**WHAT YOU HAVE TO DO**
Copy out the data below with every "Field-scouting request" swapped for "Labeling request" and nothing else changed. Leave the pictures out of your copy.

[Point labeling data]
-- -- --

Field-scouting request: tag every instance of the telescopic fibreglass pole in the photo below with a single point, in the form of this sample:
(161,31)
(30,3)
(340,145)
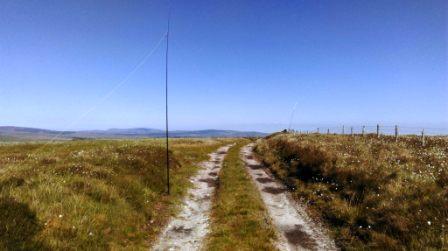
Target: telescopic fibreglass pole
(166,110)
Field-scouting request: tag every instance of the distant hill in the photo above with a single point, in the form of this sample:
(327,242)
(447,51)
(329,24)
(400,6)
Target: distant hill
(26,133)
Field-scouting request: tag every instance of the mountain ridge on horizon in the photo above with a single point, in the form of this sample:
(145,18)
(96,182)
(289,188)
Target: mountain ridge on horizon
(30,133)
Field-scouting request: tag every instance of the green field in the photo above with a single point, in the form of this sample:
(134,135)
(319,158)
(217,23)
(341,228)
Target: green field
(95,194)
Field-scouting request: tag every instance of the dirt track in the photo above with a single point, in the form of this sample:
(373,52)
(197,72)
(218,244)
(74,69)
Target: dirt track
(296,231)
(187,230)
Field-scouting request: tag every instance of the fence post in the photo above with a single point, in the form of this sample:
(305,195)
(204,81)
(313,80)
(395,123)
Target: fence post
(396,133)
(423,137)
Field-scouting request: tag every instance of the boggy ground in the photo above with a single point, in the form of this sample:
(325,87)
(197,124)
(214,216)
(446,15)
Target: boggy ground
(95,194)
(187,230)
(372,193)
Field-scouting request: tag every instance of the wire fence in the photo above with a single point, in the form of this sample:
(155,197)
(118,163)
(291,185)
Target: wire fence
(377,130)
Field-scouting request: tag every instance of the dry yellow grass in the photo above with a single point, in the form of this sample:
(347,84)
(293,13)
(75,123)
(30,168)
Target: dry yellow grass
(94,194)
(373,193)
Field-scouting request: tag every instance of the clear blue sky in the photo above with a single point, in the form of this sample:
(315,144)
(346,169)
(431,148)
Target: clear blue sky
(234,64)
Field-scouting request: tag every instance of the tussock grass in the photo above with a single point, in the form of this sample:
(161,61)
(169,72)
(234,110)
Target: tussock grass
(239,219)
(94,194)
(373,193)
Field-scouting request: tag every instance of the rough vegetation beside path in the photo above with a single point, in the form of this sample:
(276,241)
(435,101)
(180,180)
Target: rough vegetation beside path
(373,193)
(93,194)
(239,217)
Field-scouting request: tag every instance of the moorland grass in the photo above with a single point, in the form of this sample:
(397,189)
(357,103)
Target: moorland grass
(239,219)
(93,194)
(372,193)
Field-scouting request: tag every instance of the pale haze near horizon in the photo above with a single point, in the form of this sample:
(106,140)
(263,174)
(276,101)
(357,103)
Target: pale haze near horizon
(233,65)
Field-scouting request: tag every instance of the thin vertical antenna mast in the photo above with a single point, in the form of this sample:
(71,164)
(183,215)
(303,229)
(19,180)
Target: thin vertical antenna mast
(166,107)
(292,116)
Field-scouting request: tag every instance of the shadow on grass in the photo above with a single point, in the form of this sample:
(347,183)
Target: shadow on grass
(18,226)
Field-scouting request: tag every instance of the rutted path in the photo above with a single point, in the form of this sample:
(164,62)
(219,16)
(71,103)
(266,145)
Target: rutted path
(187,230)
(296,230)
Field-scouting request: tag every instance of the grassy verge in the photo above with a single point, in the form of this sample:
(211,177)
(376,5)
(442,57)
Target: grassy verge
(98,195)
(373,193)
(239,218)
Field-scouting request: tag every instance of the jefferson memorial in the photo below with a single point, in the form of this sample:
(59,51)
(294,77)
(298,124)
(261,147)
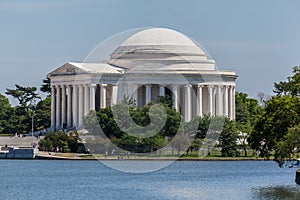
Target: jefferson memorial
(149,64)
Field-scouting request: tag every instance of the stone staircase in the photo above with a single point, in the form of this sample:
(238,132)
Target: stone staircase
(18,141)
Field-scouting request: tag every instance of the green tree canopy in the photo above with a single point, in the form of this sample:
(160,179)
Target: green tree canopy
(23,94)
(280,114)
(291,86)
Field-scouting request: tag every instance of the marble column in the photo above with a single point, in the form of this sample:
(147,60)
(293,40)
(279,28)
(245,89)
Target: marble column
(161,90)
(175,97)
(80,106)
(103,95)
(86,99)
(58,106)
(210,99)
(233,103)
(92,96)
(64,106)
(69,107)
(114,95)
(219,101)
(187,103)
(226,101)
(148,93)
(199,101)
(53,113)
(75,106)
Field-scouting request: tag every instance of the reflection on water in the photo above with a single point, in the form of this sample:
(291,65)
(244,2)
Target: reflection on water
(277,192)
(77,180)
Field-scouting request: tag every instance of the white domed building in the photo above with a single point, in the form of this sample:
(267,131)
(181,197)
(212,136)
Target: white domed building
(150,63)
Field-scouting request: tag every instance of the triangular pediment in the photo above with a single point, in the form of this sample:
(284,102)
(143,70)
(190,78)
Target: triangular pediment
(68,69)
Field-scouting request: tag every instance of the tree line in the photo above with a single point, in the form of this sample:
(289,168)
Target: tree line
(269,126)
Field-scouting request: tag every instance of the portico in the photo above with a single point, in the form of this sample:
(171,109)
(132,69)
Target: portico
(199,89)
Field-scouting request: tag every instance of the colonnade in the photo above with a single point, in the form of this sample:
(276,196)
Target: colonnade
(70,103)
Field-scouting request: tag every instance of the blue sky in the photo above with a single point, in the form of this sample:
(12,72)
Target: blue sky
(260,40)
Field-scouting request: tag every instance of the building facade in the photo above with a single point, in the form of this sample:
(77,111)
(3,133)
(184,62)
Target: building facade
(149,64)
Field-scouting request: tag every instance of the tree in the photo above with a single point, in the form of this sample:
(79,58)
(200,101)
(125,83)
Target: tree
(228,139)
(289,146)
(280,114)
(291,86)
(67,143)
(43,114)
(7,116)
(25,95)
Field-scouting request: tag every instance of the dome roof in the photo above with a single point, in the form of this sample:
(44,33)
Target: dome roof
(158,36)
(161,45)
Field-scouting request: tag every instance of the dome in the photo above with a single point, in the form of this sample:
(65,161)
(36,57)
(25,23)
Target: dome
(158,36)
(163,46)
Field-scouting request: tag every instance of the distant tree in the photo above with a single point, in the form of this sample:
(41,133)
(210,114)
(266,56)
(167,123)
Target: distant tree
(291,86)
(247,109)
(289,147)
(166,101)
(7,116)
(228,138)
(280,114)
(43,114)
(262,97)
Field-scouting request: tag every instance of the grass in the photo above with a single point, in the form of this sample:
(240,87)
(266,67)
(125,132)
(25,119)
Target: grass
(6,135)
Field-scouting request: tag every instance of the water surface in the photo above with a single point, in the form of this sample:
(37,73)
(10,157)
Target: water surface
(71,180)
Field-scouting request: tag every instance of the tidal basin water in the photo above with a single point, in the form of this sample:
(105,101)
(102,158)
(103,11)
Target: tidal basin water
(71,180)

-- -- --

**RESPONSE TO THIS EXERCISE**
Labeling request: tag every instance of the telescopic fibreglass pole in the photo below with a single point, in the form of this sample:
(161,31)
(30,3)
(340,145)
Target: telescopic fibreglass pole
(166,110)
Labeling request: tag every instance of the distant hill in the photo above with a single point, in the form of this sample:
(327,242)
(447,51)
(329,24)
(400,6)
Target: distant hill
(26,133)
Labeling request: tag every instance of the mountain ridge on horizon in the photo above with a single point, in the form of this sample:
(145,18)
(96,182)
(289,188)
Target: mountain ridge on horizon
(30,133)
Labeling request: tag every instance of the green field in the photo above with a single point, in the form of this sample:
(134,135)
(319,158)
(217,23)
(341,228)
Target: green field
(95,194)
Labeling request: tag every instance of the dirt track in the photo above with a single point, in the form of this sample:
(373,52)
(197,72)
(218,244)
(74,69)
Target: dirt track
(296,231)
(187,230)
Labeling request: tag every instance of the fence post in the photo above with a single point, in the form of this sample:
(305,195)
(204,81)
(313,80)
(395,123)
Target: fence post
(396,133)
(423,137)
Labeling request: tag every instance of the boggy ground in the photo above with a single point, in the form of this sample:
(325,87)
(197,124)
(214,216)
(446,15)
Target: boggy ground
(95,194)
(187,230)
(372,193)
Labeling request: tag every instance of the wire fence in the photo above with a single point, in the form of this sample:
(155,197)
(118,163)
(291,185)
Target: wire fence
(377,130)
Labeling request: tag every instance of the dry yellow grass in the photo above with a single point, in the form of this sample:
(347,84)
(293,13)
(75,123)
(30,168)
Target: dry yellow grass
(94,194)
(373,193)
Labeling request: tag every instance of the clear blue sky in the photo above with a single point, in the form of this sample:
(315,144)
(346,169)
(431,148)
Target: clear blue sky
(234,64)
Labeling request: tag every instance of the tussock grass in the photo above with a single point, in the form of this sample:
(161,61)
(169,72)
(234,110)
Target: tussock grass
(239,219)
(94,194)
(373,193)
Labeling request: tag every instance of the rough vegetation beside path in the photo above with a single point, in the form of this sample:
(276,241)
(435,101)
(180,180)
Target: rough vegetation beside path
(373,193)
(93,194)
(239,217)
Labeling request: tag every instance of the moorland grass in the photo above with a single point, in the form of this sample:
(397,189)
(357,103)
Target: moorland grass
(239,219)
(93,194)
(372,193)
Labeling request: tag every instance of the pale haze near horizon in the photo above with a single point, in the form of this sample:
(106,140)
(263,174)
(276,101)
(357,103)
Target: pale haze near horizon
(233,65)
Labeling request: tag every instance of the thin vertical antenna mast in the photo above with a single point, in the form of this sample:
(71,164)
(183,215)
(303,229)
(19,180)
Target: thin vertical antenna mast
(166,107)
(292,116)
Labeling request: tag every instance of the shadow on grass in the photo above with a single point, in the form of this sample:
(347,183)
Target: shadow on grass
(18,226)
Labeling request: tag every instance of the rutted path in the photo above with a single point, in the form of this sample:
(164,62)
(219,16)
(71,103)
(266,145)
Target: rutted path
(187,230)
(296,230)
Labeling request: tag every instance of the grassy verge in the photo above with a single point, in the form of this sample:
(211,177)
(376,5)
(442,57)
Target: grassy verge
(98,195)
(373,193)
(239,218)
Labeling request: tag every instance of the jefferson memorial in the photo below with a single point, in the form of this sample:
(59,51)
(294,77)
(298,124)
(261,147)
Target: jefferson memorial
(149,64)
Labeling request: tag every instance of the stone staircase in the photo above with a single point, in the form of this sample:
(238,132)
Target: stone staircase
(18,141)
Labeling request: tag every instance of the green tree canopy in the photo above with a single point, in the form of this sample:
(160,179)
Target: green tree canopy
(23,94)
(280,114)
(291,86)
Labeling request: tag every instance of the marble column in the photo above with a single point, in the form of this sample:
(147,60)
(293,40)
(279,28)
(245,89)
Target: marble column
(161,90)
(175,97)
(80,106)
(103,95)
(86,99)
(58,106)
(210,99)
(233,103)
(92,96)
(64,106)
(69,107)
(114,95)
(219,101)
(187,103)
(226,101)
(148,93)
(199,101)
(53,113)
(75,106)
Labeling request: tag every instance of the reflection on water in the photo above with a single point, in the form of this sample:
(291,65)
(244,2)
Target: reflection on water
(277,192)
(77,180)
Labeling request: tag every instance of the white domed building in the photo above with a single point, in the form of this sample:
(267,131)
(181,197)
(212,136)
Target: white domed building
(150,63)
Labeling request: tag every instance of the triangular pediment in the photo above with a single point, in the form of this sample:
(284,102)
(143,70)
(190,78)
Target: triangular pediment
(68,69)
Labeling request: tag every instance of the tree line in the photo above with a single point, in the form of this sample:
(289,168)
Target: tree line
(269,126)
Labeling request: tag every instance of the portico in the photo above with a single point, in the form of this sample:
(171,109)
(132,69)
Target: portico
(199,89)
Labeling request: tag every instance of the colonnade in the photo above with a single point, in the form of this sample:
(276,196)
Target: colonnade
(70,103)
Labeling request: tag every instance of the blue sky in the photo above with a single point, in the form of this sample:
(12,72)
Target: blue sky
(260,40)
Labeling request: tag every instance of the building facade in the photo above with a single point, in the form of this sample:
(77,111)
(3,133)
(184,62)
Target: building facade
(149,64)
Labeling request: tag every instance of the tree in the photo above with a single point, in the form of this sample:
(79,58)
(200,101)
(125,83)
Target: tree
(228,139)
(289,146)
(280,114)
(291,86)
(67,143)
(43,114)
(7,116)
(25,95)
Labeling request: tag every instance of the dome roof in the photo above with a single point, in the form of this sample:
(44,33)
Target: dome roof
(158,36)
(161,45)
Labeling request: tag every instance of the dome in the photo above with a single point, in the form of this sample:
(65,161)
(36,57)
(25,23)
Target: dome
(158,36)
(163,46)
Labeling request: tag every instance of the distant tree in the photo above with a single point, in the form of this sample:
(41,133)
(210,114)
(266,56)
(167,123)
Target: distant tree
(291,86)
(247,109)
(289,147)
(166,101)
(7,116)
(228,138)
(280,114)
(43,114)
(262,97)
Labeling request: tag every instance of the grass in the photo above with a single point, in the form of this sample:
(240,87)
(266,67)
(125,132)
(25,119)
Target: grass
(6,135)
Labeling request: tag every instance of the water surface in the photo above with a single point, in the form of this sample:
(37,73)
(10,157)
Target: water surface
(71,180)
Labeling request: tag every instance of the tidal basin water in the photo above with a single point, in the form of this sample:
(105,101)
(102,158)
(103,11)
Target: tidal basin water
(71,180)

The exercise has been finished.